• _Your task_
Pick out every line in the data below that contains the word "pillar", and copy each of those lines.

--- START Exercise material ---

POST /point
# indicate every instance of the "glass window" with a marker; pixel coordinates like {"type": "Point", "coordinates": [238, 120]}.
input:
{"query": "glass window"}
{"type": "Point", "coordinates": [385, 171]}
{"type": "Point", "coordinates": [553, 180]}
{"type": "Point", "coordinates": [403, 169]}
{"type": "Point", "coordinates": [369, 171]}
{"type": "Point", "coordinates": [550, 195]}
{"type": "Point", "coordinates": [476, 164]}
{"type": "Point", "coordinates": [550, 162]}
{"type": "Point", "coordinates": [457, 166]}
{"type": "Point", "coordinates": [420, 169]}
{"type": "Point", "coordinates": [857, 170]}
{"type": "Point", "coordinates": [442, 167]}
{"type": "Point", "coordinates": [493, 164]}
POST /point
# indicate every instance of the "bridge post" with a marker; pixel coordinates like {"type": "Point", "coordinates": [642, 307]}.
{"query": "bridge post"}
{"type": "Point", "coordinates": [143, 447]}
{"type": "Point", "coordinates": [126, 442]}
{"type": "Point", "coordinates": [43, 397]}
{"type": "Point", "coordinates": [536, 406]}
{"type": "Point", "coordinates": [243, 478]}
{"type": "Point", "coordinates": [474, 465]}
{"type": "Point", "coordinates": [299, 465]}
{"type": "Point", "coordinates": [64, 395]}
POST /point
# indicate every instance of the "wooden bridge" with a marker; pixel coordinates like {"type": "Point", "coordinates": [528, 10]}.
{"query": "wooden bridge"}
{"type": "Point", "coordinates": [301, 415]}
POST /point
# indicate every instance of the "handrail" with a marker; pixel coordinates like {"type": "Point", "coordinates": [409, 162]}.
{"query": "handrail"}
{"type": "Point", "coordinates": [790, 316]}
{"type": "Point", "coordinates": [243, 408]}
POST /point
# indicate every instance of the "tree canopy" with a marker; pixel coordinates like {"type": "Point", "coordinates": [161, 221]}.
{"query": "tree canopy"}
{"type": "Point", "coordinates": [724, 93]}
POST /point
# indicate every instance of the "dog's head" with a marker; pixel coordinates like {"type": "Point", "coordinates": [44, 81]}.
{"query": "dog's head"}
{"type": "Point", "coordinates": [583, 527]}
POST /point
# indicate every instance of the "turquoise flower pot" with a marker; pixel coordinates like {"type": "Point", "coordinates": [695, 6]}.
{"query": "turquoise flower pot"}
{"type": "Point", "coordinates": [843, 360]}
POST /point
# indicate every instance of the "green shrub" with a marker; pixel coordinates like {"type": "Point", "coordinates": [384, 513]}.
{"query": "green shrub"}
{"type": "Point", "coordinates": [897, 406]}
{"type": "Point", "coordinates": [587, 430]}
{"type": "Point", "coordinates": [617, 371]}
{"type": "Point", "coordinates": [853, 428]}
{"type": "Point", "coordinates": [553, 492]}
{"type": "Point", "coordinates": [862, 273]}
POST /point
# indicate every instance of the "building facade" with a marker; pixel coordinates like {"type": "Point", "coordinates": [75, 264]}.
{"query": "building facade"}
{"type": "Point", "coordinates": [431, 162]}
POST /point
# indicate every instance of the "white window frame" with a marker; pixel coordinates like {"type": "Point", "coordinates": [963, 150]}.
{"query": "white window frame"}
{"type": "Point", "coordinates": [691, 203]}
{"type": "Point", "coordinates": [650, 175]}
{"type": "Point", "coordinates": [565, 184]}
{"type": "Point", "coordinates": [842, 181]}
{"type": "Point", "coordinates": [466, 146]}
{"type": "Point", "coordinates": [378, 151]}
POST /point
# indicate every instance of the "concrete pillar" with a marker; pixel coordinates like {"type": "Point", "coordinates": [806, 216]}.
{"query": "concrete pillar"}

--- END Exercise material ---

• _Exercise result_
# indicate every instance of the "concrete pillar" with a marker; pixel coordinates like {"type": "Point", "coordinates": [806, 216]}.
{"query": "concrete pillar"}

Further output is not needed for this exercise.